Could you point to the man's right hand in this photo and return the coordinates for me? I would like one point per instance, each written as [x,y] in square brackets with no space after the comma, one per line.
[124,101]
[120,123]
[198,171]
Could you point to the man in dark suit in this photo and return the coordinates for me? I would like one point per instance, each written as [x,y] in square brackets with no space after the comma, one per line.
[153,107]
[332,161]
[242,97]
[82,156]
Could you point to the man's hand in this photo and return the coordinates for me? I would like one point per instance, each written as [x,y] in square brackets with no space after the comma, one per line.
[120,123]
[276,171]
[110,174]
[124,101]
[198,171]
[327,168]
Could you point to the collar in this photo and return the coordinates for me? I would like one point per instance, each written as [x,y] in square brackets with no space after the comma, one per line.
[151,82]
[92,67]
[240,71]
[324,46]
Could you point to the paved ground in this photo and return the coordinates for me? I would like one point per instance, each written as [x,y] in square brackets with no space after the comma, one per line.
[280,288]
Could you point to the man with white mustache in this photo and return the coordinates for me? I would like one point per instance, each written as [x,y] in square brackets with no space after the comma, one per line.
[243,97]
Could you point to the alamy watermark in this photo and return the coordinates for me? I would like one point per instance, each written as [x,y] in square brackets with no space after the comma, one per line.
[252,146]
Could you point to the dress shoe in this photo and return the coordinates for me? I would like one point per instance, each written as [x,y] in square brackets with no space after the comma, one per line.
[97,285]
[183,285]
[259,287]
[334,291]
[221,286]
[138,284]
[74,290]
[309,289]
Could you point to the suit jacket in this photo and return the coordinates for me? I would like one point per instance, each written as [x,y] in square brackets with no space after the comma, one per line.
==
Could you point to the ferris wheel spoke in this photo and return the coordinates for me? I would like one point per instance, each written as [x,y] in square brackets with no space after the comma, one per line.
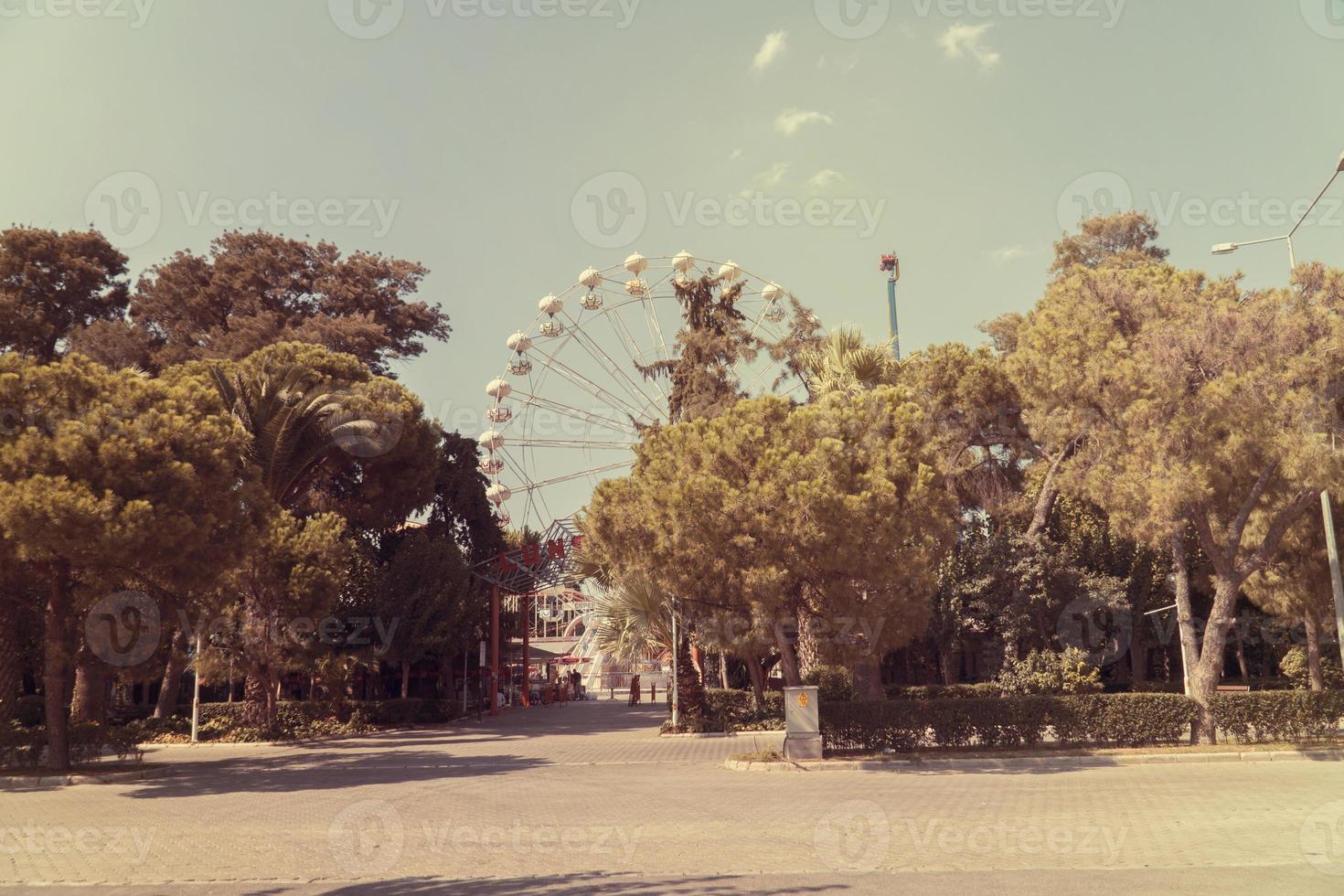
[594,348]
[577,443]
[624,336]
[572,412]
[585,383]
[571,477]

The task:
Please reproduce, exactly as they appear above, the lines from the line containing "Could you point to the man with" up to and including the line containing "Could you point to the suit".

Response for this exercise:
Could you point to the man with white mustache in this photo and return the coordinates for me? I would like one point per instance, each written as [x,y] in square brackets with no space after the comma, one per line.
[243,97]
Could you point to the alamy watermark in this photo and return the coordinates for me? I would like one point per instance, each written as [x,y] in square brackets with no space after the comma, one per line.
[252,146]
Could you point to the dress shoe in this photo and return the coordinates for me? I would like one point per instance, each written as [x,y] in square brackets with no space after the comma, one per line.
[97,285]
[183,285]
[259,287]
[334,291]
[221,286]
[138,284]
[74,290]
[309,289]
Could you point to the suit jacket in this photo and return the coordinates for me? I would like one point per instance, each written as [x,y] in square brackets with no space after the comma, one per line.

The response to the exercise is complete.